** DATA TO USE **
================================
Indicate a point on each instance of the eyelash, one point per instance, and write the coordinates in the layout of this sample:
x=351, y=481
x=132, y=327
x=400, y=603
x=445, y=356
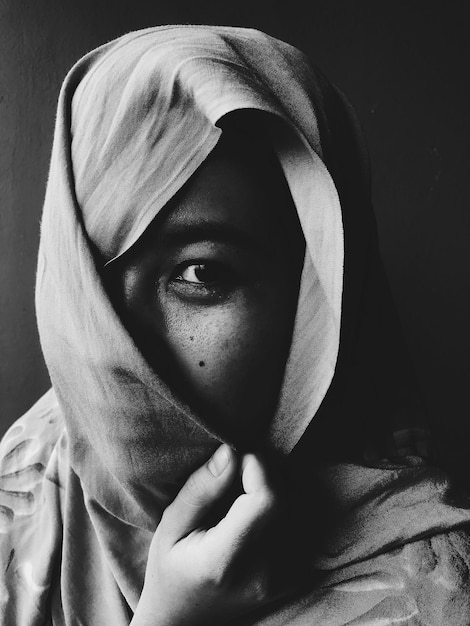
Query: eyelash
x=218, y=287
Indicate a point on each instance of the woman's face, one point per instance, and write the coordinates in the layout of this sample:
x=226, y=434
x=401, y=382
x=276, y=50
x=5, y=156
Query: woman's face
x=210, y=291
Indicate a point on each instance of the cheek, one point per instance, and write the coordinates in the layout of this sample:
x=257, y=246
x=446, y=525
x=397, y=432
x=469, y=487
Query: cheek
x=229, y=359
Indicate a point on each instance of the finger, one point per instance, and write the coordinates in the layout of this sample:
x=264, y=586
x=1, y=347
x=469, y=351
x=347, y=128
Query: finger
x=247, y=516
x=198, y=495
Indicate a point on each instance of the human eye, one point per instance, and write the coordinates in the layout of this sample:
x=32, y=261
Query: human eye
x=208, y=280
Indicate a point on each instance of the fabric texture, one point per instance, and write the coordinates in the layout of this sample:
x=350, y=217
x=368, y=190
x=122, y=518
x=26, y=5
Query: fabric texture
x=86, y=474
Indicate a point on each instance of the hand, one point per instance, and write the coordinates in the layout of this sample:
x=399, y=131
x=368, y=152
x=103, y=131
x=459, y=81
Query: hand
================================
Write the line containing "x=276, y=50" and all the lines after it out again, word for word, through the end of the material, and nothing besides.

** RESULT **
x=276, y=50
x=5, y=156
Query: woman's face
x=210, y=291
Indicate a point on each instance of the cheek, one point per instance, and write the coordinates in the layout of this sample:
x=257, y=246
x=446, y=525
x=397, y=432
x=469, y=487
Query: cheek
x=229, y=359
Indicate a point on each instance of the finger, one point per instance, and write the coordinates in the layout of this sample:
x=264, y=586
x=1, y=347
x=469, y=351
x=347, y=128
Query: finger
x=247, y=516
x=198, y=495
Indicate a point on each instance of the human eye, one point per instance, and write the coordinates in the layout of this sample:
x=32, y=261
Query: human eye
x=208, y=280
Indicate a point on each instance of the fabric texture, one point per instance, and write the coordinates in the layout of this sample:
x=350, y=217
x=368, y=190
x=122, y=518
x=26, y=5
Query: fabric texture
x=86, y=474
Indicate a point on each instance of the hand, one point per instance, and write the coordinates in the layout of this sample:
x=399, y=131
x=368, y=152
x=103, y=131
x=459, y=81
Query: hand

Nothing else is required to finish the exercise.